## Extrait
Vient d’être publié aux Editions Images en Manœuvres le dernier ouvrage de Xavier Zimbardo, le photographe reporter et artiste au talent polymorphe. « Zimbardo, un patronyme de condottiere cuirassé d'or et de bronze ; […] un nom de dompteur qui claque comme un fouet ; des allures d'Indiana Jones mâtinées d'un Tintin version Reporter au Petit 20e », dit de lui le critique d’art Roland Duclos ; « il est l’un des photographes les plus médiatisés de la planète et surtout l’un des plus secrets. » Mais aussi un homme chaleureux et enthousiaste, toujours entre deux aventures. Découvrir le monde à travers le prisme de son regard est un plaisir esthétique autant qu’intellectuel.

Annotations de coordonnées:
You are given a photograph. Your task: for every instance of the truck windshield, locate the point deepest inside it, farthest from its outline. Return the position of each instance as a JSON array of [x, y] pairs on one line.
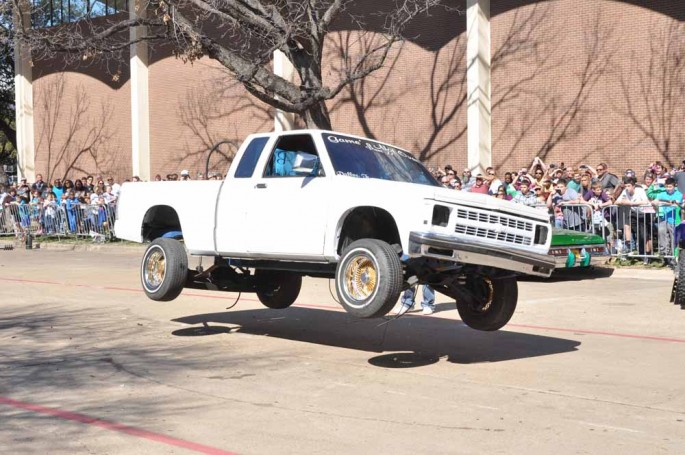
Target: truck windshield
[[363, 158]]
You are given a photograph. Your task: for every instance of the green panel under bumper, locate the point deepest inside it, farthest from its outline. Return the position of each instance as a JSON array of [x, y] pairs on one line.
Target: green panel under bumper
[[565, 237], [580, 255], [471, 251]]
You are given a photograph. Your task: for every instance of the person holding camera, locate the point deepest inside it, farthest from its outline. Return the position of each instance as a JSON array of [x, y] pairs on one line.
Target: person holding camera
[[669, 203], [679, 177]]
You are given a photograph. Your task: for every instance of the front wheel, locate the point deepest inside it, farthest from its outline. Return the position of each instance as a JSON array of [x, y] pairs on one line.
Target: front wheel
[[164, 269], [277, 289], [368, 278], [493, 304]]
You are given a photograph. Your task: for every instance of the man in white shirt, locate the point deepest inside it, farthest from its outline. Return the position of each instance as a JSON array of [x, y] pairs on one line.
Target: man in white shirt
[[636, 214]]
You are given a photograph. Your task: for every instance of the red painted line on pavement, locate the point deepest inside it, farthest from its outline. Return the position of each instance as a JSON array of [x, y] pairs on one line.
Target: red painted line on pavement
[[113, 426], [305, 305], [598, 332]]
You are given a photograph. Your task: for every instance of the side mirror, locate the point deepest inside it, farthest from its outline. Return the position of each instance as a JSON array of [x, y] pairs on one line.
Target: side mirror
[[306, 164]]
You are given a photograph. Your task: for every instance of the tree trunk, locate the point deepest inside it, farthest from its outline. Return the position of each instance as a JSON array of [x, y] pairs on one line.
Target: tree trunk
[[316, 117]]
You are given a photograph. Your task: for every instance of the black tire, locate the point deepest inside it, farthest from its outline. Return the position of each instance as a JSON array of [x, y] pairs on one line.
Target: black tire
[[368, 278], [680, 279], [164, 269], [278, 289], [497, 306]]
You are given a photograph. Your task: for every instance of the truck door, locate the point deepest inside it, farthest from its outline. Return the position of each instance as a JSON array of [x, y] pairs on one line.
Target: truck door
[[231, 233], [289, 202]]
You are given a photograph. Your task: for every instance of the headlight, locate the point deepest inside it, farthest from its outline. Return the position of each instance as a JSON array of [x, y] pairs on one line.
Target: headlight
[[441, 215]]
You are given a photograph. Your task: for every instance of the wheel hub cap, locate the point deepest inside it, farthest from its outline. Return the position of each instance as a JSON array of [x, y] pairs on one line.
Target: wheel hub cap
[[155, 267], [361, 278]]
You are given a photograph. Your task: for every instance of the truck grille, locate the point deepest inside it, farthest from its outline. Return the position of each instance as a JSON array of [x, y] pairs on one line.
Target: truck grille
[[498, 227]]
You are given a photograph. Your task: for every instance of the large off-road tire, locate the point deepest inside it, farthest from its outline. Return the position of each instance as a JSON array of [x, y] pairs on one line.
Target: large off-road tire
[[368, 278], [164, 269], [278, 289], [494, 306]]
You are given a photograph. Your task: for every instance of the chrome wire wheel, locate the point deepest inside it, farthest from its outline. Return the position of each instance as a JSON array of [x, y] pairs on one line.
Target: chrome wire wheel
[[361, 277], [368, 278], [485, 292], [154, 269]]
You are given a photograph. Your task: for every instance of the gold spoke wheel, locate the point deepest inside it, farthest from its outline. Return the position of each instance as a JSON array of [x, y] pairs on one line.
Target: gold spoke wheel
[[361, 277]]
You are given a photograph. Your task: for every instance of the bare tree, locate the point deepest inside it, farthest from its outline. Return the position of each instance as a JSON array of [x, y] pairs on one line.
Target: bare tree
[[557, 117], [653, 95], [70, 136], [242, 36], [211, 113]]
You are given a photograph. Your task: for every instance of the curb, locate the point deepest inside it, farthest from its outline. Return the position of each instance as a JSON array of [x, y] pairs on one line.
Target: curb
[[665, 274], [85, 247]]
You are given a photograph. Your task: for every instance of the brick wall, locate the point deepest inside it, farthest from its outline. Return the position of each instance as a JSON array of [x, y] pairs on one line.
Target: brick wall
[[570, 80]]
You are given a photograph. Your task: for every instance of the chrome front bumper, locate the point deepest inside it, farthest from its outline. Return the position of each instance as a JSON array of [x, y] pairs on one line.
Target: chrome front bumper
[[468, 251], [568, 257]]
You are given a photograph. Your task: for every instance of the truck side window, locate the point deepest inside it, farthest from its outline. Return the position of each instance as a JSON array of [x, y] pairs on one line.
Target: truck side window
[[250, 157], [294, 156]]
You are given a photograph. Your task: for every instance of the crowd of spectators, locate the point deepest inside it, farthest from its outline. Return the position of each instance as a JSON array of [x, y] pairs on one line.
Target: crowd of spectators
[[66, 206], [636, 213]]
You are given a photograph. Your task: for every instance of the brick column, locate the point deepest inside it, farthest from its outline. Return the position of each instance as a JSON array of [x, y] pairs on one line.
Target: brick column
[[23, 98], [478, 85], [140, 103]]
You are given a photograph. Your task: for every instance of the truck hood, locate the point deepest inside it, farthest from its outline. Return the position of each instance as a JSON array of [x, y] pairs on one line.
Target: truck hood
[[483, 201]]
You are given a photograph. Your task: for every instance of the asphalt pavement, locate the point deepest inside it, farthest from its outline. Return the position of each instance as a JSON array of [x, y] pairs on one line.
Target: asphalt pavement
[[590, 363]]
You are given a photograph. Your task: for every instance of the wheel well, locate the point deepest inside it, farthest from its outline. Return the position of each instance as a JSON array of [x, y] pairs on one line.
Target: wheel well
[[158, 221], [368, 223]]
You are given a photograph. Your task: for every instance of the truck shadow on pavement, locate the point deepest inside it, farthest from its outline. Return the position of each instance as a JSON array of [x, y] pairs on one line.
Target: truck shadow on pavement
[[428, 339], [573, 274]]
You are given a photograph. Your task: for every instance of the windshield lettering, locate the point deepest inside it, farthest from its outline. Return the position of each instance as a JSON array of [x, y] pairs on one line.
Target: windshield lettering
[[353, 157]]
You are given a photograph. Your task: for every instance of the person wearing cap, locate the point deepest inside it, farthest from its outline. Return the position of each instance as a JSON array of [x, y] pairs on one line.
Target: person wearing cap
[[669, 203], [480, 186], [23, 189], [467, 179], [525, 196], [57, 188], [575, 183]]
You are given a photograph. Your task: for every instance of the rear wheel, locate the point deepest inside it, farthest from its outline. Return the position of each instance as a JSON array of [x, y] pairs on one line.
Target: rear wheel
[[278, 289], [493, 304], [368, 278], [164, 269], [679, 285]]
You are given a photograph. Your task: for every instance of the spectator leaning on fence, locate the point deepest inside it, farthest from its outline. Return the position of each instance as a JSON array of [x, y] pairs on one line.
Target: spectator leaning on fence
[[525, 196], [633, 214], [608, 180], [562, 201], [669, 203], [481, 186]]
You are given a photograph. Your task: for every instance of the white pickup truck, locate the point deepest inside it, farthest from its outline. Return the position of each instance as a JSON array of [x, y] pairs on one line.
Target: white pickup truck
[[331, 205]]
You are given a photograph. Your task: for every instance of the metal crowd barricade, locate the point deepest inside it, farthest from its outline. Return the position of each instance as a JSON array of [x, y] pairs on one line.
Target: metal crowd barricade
[[52, 220], [636, 231]]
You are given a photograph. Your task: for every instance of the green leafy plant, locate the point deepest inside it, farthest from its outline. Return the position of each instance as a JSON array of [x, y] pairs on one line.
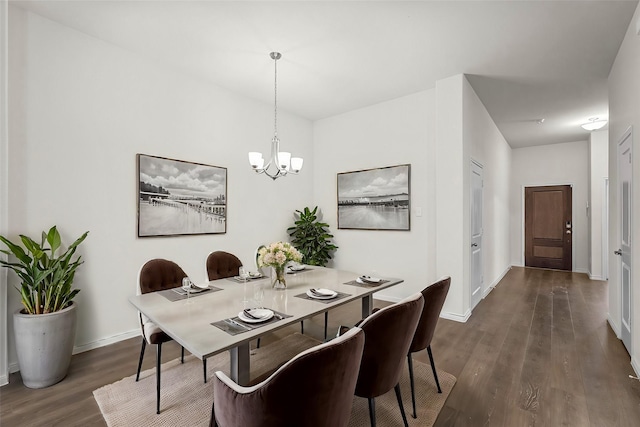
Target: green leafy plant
[[46, 278], [312, 238]]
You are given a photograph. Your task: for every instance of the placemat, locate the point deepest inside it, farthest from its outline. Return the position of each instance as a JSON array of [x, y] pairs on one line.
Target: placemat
[[238, 279], [235, 326], [177, 294], [324, 301], [365, 285], [297, 271]]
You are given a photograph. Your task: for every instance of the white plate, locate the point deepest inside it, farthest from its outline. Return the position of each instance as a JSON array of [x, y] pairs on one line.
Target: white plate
[[368, 279], [262, 313], [295, 268], [330, 294]]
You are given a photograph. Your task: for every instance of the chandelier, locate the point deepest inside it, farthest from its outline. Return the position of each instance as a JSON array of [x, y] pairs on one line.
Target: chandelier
[[280, 163]]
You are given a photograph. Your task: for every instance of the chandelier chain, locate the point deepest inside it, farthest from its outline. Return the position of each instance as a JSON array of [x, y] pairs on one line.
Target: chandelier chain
[[275, 97]]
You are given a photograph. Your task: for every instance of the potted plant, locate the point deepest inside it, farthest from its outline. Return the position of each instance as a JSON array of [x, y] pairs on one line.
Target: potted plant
[[312, 238], [45, 327]]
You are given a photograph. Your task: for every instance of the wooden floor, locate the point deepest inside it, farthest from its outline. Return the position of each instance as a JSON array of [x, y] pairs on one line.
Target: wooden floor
[[537, 351]]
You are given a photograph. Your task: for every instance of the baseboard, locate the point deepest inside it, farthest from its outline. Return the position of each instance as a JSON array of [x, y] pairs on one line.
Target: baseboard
[[495, 282], [636, 366], [614, 326], [106, 341], [456, 317]]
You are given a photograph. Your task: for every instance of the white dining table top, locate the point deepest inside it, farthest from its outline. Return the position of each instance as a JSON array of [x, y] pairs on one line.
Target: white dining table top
[[189, 322]]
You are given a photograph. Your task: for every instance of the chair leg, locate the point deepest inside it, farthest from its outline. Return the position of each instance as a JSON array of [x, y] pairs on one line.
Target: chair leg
[[372, 411], [204, 369], [212, 420], [433, 368], [158, 362], [326, 320], [399, 397], [144, 345], [413, 391]]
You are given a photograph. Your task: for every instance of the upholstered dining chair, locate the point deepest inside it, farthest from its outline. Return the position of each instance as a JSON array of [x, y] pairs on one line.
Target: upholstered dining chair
[[156, 275], [434, 296], [388, 334], [221, 265], [323, 399]]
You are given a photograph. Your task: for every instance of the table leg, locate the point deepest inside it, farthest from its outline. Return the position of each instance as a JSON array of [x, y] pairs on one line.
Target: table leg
[[239, 364], [367, 305]]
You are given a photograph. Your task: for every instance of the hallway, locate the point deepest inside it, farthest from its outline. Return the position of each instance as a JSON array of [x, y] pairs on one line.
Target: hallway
[[538, 351]]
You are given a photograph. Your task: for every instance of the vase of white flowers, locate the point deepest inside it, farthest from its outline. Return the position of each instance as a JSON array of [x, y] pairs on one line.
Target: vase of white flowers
[[276, 256]]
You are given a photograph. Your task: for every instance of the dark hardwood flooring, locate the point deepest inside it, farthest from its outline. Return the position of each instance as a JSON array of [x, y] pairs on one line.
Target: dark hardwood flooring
[[537, 351]]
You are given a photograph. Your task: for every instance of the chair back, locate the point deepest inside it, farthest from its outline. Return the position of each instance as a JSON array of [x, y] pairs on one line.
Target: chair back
[[314, 389], [159, 274], [388, 334], [222, 264], [434, 296]]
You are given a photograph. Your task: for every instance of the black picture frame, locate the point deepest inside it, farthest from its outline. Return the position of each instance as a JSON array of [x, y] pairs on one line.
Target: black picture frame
[[179, 198], [375, 199]]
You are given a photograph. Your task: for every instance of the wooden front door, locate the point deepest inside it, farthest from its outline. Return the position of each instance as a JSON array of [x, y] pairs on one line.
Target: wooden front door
[[548, 232]]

## Énoncé
D'après l'extrait, quelle maison d'édition vient de publier le dernier ouvrage de Xavier Zimbardo ?

## Résultat
Les Editions Images en Manœuvres.